▶ Records to use
═══

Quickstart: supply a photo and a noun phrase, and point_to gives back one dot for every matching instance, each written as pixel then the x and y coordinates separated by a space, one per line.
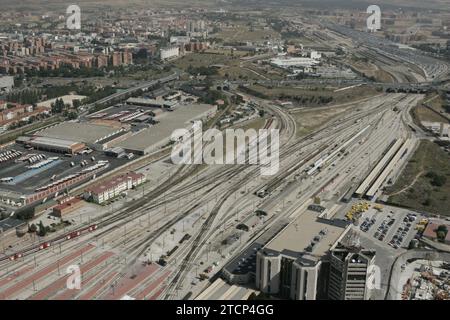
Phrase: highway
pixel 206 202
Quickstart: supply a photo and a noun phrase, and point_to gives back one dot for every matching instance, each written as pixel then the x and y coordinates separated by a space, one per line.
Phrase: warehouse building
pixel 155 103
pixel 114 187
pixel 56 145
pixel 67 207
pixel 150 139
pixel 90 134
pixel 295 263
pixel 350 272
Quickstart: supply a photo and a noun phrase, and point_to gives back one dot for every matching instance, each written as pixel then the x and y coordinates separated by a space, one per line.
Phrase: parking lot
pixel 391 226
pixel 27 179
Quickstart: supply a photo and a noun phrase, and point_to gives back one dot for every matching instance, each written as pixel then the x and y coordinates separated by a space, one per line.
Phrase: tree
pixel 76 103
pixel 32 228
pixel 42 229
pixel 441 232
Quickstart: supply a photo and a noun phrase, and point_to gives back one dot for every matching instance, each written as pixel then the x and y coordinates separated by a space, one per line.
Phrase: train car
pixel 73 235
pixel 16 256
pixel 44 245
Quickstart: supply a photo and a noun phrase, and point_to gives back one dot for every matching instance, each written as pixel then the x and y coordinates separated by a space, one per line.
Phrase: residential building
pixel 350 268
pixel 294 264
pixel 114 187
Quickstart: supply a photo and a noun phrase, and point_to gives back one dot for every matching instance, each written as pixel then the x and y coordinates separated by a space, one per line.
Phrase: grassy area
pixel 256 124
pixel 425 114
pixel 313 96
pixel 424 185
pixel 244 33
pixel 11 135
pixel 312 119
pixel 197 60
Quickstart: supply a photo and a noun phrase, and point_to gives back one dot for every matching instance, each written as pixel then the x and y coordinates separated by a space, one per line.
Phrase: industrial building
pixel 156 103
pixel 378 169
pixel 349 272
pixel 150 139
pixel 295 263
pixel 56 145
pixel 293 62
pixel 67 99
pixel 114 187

═══

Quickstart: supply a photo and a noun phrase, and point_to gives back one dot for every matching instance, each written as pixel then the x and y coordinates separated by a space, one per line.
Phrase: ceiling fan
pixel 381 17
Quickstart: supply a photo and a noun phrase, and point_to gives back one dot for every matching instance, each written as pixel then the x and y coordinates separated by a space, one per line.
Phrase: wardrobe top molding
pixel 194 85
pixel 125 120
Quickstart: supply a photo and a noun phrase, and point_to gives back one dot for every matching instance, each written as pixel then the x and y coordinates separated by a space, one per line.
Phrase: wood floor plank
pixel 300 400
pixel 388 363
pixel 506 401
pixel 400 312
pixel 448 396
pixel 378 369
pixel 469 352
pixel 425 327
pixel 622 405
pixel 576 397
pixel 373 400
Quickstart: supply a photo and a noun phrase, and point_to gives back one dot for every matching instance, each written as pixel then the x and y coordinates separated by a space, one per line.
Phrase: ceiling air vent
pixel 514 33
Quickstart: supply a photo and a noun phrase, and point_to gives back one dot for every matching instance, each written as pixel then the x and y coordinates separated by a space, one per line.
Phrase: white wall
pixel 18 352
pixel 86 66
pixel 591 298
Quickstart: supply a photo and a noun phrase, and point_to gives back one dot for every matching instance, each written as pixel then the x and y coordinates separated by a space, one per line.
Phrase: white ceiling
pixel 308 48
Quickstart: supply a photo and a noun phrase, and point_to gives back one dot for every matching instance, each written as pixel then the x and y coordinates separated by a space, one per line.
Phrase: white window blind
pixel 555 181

═══

▶ Request
From the records above, pull out every line that contains the string "ceiling", matching case exactly.

▶ Solution to this task
Phrase: ceiling fan
Phrase: ceiling air vent
Phrase: white ceiling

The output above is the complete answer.